§ **Exercise goal**: Recast the lines of the data starting at the line that contains "Each instance of the amber" and ending at the line that contains "[(266, 284)]", both included, as a JSON list of strings with one string per line and blank lines left out. Give only those lines.

§ **Dataset excerpts on pointing at objects**:
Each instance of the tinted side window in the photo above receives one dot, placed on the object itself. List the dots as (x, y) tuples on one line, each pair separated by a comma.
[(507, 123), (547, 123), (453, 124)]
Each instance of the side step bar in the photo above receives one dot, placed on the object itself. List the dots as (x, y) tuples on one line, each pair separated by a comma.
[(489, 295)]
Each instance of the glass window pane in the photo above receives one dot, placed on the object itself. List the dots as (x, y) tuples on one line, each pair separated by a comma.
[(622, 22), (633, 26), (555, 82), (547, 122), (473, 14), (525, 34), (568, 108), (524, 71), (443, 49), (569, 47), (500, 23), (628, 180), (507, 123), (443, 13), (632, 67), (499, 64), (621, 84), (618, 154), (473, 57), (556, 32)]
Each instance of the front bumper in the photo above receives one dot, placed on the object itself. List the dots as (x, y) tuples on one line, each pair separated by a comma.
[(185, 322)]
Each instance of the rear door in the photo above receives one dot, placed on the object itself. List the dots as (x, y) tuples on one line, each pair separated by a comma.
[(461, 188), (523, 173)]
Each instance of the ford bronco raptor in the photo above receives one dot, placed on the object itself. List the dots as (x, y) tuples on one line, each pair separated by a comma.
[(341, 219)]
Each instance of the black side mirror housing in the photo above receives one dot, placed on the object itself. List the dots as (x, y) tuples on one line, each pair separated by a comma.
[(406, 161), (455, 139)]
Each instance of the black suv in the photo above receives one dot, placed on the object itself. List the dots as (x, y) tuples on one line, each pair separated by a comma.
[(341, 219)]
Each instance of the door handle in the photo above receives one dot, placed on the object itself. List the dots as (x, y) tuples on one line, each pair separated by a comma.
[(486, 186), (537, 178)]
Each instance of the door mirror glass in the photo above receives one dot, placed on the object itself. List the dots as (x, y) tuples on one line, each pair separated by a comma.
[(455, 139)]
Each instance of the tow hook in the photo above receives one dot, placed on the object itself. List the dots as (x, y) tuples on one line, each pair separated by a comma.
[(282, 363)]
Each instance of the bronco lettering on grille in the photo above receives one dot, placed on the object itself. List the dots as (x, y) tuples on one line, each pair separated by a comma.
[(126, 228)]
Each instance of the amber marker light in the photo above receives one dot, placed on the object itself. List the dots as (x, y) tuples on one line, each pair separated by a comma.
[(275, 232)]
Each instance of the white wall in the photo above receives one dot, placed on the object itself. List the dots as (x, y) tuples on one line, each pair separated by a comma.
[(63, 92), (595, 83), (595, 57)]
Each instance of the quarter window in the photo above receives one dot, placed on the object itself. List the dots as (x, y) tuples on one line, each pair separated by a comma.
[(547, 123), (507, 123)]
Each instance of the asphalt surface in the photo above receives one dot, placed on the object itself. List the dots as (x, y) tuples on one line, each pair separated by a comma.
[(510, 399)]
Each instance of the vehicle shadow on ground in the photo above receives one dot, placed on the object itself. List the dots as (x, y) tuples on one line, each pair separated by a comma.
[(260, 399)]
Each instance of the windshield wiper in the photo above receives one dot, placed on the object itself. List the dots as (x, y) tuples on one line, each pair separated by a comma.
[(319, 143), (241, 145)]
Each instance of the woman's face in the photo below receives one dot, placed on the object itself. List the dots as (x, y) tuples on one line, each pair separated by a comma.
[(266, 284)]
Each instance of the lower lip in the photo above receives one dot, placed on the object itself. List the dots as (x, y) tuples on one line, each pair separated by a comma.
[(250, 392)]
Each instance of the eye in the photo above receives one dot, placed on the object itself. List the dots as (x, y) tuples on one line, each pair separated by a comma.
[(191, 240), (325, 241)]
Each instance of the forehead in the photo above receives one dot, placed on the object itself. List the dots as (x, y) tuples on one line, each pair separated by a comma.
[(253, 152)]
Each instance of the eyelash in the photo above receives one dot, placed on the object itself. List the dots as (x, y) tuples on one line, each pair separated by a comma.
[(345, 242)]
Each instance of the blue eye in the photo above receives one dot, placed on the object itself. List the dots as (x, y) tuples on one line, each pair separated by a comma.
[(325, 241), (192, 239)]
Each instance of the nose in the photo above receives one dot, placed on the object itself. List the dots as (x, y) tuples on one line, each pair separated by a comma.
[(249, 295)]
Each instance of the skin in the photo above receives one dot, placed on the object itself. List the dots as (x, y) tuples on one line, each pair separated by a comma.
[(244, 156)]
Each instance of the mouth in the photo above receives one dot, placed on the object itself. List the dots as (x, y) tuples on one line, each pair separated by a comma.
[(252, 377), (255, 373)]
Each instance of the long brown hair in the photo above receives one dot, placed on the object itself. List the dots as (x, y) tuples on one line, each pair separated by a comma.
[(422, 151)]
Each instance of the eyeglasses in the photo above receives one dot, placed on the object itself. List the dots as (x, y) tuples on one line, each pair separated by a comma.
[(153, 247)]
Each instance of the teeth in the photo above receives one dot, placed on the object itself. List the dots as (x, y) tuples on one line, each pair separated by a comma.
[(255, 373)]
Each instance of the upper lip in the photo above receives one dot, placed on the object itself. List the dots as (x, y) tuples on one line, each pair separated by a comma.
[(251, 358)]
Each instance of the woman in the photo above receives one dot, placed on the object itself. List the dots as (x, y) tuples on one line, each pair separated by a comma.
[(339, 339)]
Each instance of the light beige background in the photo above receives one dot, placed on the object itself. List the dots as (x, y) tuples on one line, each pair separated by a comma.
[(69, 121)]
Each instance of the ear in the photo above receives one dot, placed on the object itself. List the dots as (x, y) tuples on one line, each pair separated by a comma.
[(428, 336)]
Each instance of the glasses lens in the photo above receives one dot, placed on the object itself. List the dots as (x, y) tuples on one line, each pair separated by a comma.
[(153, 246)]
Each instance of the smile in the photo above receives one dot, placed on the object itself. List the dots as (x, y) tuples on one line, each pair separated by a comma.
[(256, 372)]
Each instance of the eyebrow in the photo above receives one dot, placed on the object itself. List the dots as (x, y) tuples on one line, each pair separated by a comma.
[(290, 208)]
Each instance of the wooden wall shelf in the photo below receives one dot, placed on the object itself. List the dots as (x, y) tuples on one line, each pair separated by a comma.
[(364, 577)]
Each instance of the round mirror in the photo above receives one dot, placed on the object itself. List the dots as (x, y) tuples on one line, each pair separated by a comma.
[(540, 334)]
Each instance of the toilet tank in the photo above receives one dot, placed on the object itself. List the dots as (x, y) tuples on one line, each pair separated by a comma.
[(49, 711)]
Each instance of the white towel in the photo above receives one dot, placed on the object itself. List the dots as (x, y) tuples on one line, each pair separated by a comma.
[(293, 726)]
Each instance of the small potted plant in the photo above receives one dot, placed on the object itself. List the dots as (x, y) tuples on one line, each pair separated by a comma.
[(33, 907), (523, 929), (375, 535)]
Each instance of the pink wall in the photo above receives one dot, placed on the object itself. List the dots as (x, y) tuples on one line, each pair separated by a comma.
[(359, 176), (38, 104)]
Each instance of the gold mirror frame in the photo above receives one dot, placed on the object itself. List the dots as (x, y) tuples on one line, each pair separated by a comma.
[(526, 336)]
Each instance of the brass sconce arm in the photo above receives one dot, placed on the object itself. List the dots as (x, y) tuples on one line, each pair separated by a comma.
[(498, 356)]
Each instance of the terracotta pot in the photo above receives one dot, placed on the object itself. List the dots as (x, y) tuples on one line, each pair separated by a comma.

§ **Output**:
[
  "Each instance of the amber marker light in the photo above receives one dot, placed on the object itself. List the dots as (x, y) tuples on one line, each pair separated by a comma.",
  "[(275, 232)]",
  "Each instance of the white wall in the photo above receives one dot, placed on the object itself. List the dots as (x, y) tuples on one line, each pair separated by a comma.",
  "[(63, 92), (595, 83), (595, 57)]",
  "Each instance of the quarter window in the photo above receives one dot, placed on the object itself. List the dots as (x, y) tuples on one line, each pair separated by a comma.",
  "[(547, 123), (507, 123)]",
  "Each instance of the asphalt surface in the photo above receives one dot, placed on the object itself. List the dots as (x, y) tuples on one line, each pair separated by a comma.",
  "[(510, 399)]",
  "Each instance of the vehicle shadow on ground in the photo above receives one dot, placed on the object itself. List the dots as (x, y) tuples on one line, each pair separated by a comma.",
  "[(260, 399)]",
  "Each instance of the windshield wiper in the photo above receives one dot, placed on the object itself. List the dots as (x, y) tuples on one line, each pair separated by a comma.",
  "[(319, 143), (241, 145)]",
  "Each instance of the woman's face in the photo below receives one dot, placed on the object itself. List the dots as (x, y) tuples on one line, each pair separated by a comma.",
  "[(266, 284)]"
]